Render every line of all the records below as a numbered list, omitting blank lines and leaving the pictures out.
--- BEGIN Input rows ---
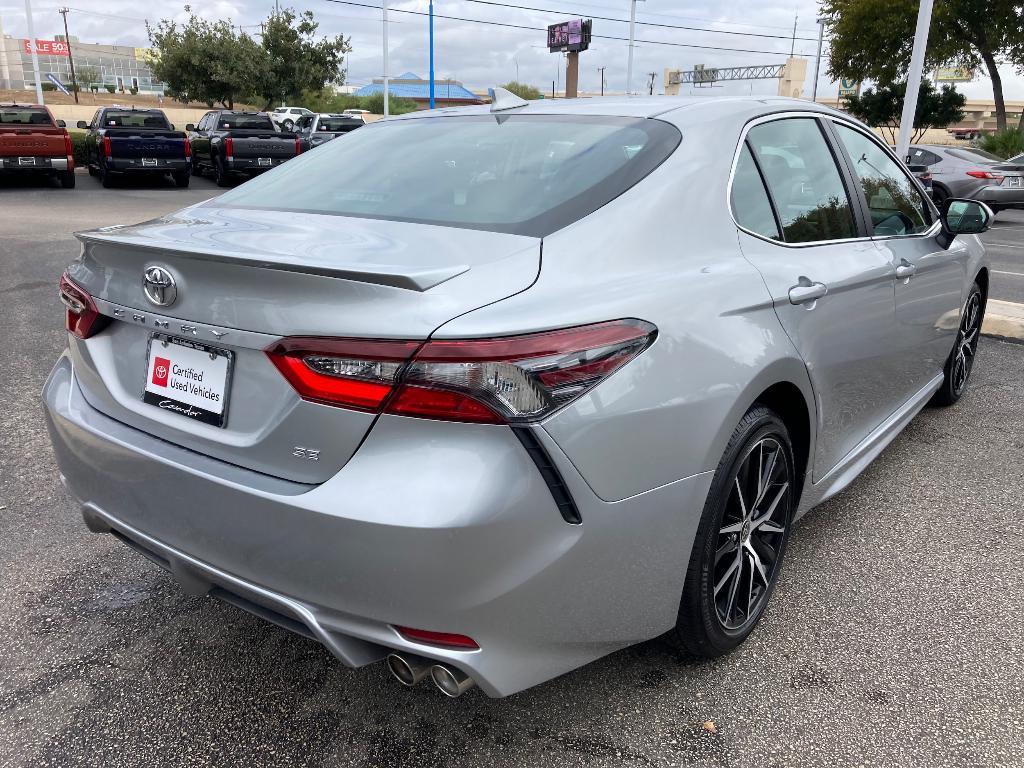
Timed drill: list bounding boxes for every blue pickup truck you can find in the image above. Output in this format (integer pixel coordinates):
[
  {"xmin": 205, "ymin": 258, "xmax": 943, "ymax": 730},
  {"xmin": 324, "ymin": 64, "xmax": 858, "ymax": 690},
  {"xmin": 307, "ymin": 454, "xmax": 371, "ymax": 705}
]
[{"xmin": 78, "ymin": 106, "xmax": 191, "ymax": 186}]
--- END Input rows ---
Problem solution:
1. Timed drill: list bounding boxes for every blue pickup truck you can find in the image above. Output in this format (integer pixel coordinates):
2. [
3.   {"xmin": 205, "ymin": 258, "xmax": 943, "ymax": 730},
4.   {"xmin": 324, "ymin": 64, "xmax": 858, "ymax": 690},
5.   {"xmin": 307, "ymin": 454, "xmax": 371, "ymax": 705}
6. ]
7. [{"xmin": 78, "ymin": 106, "xmax": 191, "ymax": 186}]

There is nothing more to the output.